- Exercise
Rewrite the data below, replacing "bounding box" with "rectangular frame" everywhere and leaving all else unchanged. Omit the pictures from your answer.

___ Records for this task

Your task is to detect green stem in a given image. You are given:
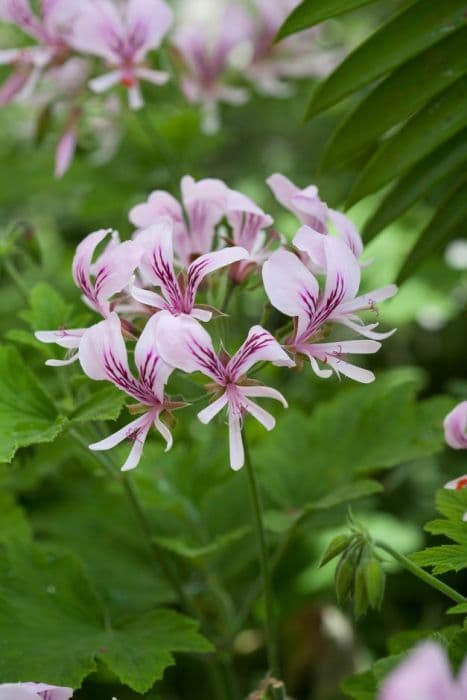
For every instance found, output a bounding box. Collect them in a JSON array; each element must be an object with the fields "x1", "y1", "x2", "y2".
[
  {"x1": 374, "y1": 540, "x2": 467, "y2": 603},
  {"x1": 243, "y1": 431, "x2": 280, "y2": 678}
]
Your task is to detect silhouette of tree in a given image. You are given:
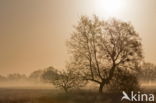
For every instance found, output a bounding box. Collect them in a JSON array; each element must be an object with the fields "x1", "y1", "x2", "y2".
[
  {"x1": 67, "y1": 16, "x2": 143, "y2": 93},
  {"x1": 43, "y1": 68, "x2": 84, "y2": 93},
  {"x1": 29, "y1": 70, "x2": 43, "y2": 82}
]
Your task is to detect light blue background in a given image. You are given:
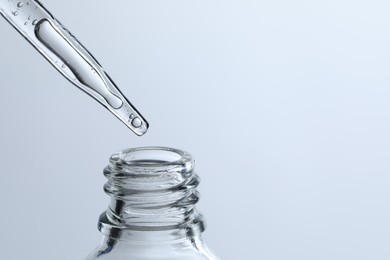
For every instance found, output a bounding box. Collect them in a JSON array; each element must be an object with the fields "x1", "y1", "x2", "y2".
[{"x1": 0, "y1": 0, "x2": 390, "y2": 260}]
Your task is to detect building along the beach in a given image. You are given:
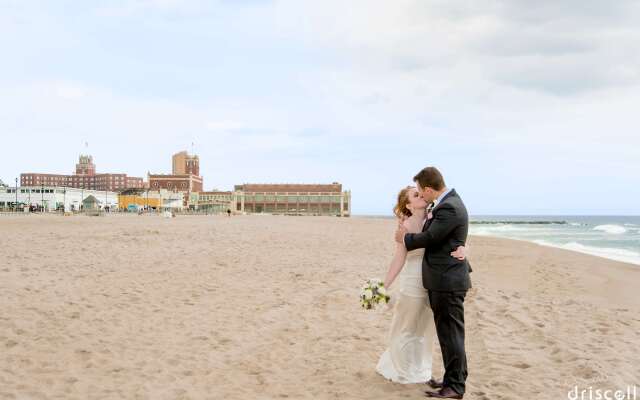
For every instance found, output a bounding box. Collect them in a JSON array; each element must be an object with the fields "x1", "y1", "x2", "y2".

______

- Worked solution
Your task is to detect green stem in a given image. You are given:
For every instance found, output a rectangular frame. Collect them in a JSON array; each element must be an object with the fields "x1", "y1", "x2", "y2".
[
  {"x1": 374, "y1": 540, "x2": 467, "y2": 603},
  {"x1": 243, "y1": 431, "x2": 280, "y2": 678}
]
Your task is to detect silhouette of tree in a given image. You are given:
For every instance found, output a rectangular frame. Collect them in a JSON array; each element must be an object with the fields "x1", "y1", "x2", "y2".
[
  {"x1": 67, "y1": 16, "x2": 143, "y2": 93},
  {"x1": 43, "y1": 68, "x2": 84, "y2": 93},
  {"x1": 29, "y1": 70, "x2": 43, "y2": 82}
]
Your task is to detect light blue background in a given image. You are given:
For every instance found, output a rectangular frame. Collect them in a JSON array; each element must be an object with the fields "x1", "y1", "x2", "y2".
[{"x1": 0, "y1": 0, "x2": 390, "y2": 260}]
Your task is to detect building along the beach in a given image. You are given:
For every instance found, output a rectangular frame. Collect them in a JSON array; each element must be an object with the fields "x1", "y1", "x2", "y2".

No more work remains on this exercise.